PASSAGE PROVIDED:
>>>>

All who seek light are fellow travelers, pilgrims across the narrow bridge of time, staring above the abyss of eternity, seeking to discern the inscape of the heavens (White).

Concur: man is man and truth is truth, and the former has access to the latter or to hell with it. 

In the book we're discussing (On the Rational Credibility of Christianity), White reviews the Famous Five Ways to God, but I don't think we need to re-review them. Based on pure reason, the existence of something like "God" is actually more certain than anything else that reason can prove, especially considering their combined force.

After all, how many ways do you need? For the stubborn atheoholic, one is too many and a thousand is not enough. 

Have we achieved scientific enlightenment only to discover that we are a mere cosmic accident that exists in vain?

That's a binary question, but saying Yes is the only intellectual option, while saying No is the height of ant-intellectualism, for the intellect seeks reasons, while the atheist says there is no ultimate reason for anything, whether existence, intelligence, intelligibility, truth, beauty, unity, order, self-awareness, free will, etc. 

The human being is inevitably distinct from all the other animals because it is the truth-seeking animal.

He is also the truth-finding animal -- even the atheist who has found the One Truth that there is no truth. 

True, "the materialistic hypothesis does exhibit a certain degree of metaphysical parsimony," but truly truly, nothing is that simple, let alone everything. 

Remember, one of the characteristics of a good explanation is that it doesn't unexplain more than it explains, and atheism can't even explain the unexplainer. 

Chance? No chance: it doesn't work as an ultimate principle, because it is always parasitic on the order it necessarily presupposes:

Paradoxically, the more atheistic visionaries appeal to chance to explain the current state of our existing universe, the more they rely implicitly on an appeal to natural order.

How does life emerge from the inanimate, and mind from the mindless? Surely you must be a bit curious? No?

So the godless universe is potentially capable of becoming aware of itself for no particular reason at all. 

This is a surpassingly curious state of affairs, and it makes me curious:

where does this residual potency in the physical world come from in the first place, such that it can give rise eventually to living beings and agents of knowledge and volitional love?

Inquiring primates want to know. Uninquiring primates put the sap in homo sapiens.  

White reviews the answers given by other traditions, for example, Buddhism and Vedanta, which are pretty, pretty good. They take reason as far as it can reasonably go, which is to say, to Nirvana or Brahman, a radical but impersonal emptiness or fullness which amount to the same thing. To paraphrase Walter Neff, 

I never knock the other fellow's religion, Mrs. Dietrichson, but I can do just as well for you. I have a very attractive metaphysic here. It wouldn't take me two minutes to put it in front of your husband.

Or anybody else. We call it transcendent personalism, and let me explain how it works. "This book will argue that this vision of things is reasonable and true," more reasonable and more true than any other vision on offer.

<<<<

COLLECTED MATERIAL:
>>>>

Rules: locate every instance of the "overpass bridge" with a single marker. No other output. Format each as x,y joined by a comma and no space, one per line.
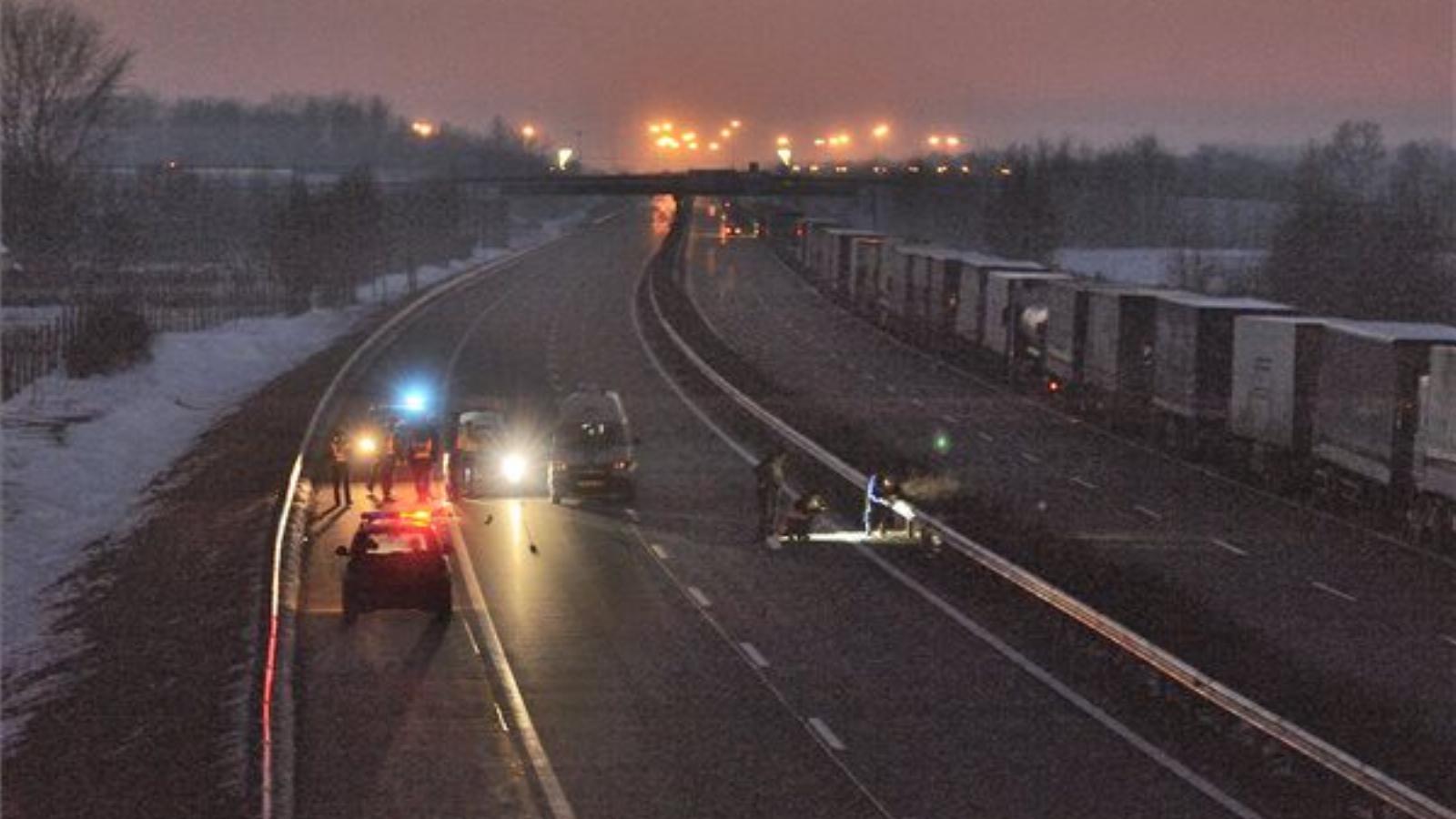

<<<<

THE REQUEST: Reproduce word for word the portion of the passage on reason and belief in God, starting with "where does this" and going on through "in homo sapiens.". The listing above stands apart from the passage.

FINAL ANSWER:
where does this residual potency in the physical world come from in the first place, such that it can give rise eventually to living beings and agents of knowledge and volitional love?

Inquiring primates want to know. Uninquiring primates put the sap in homo sapiens.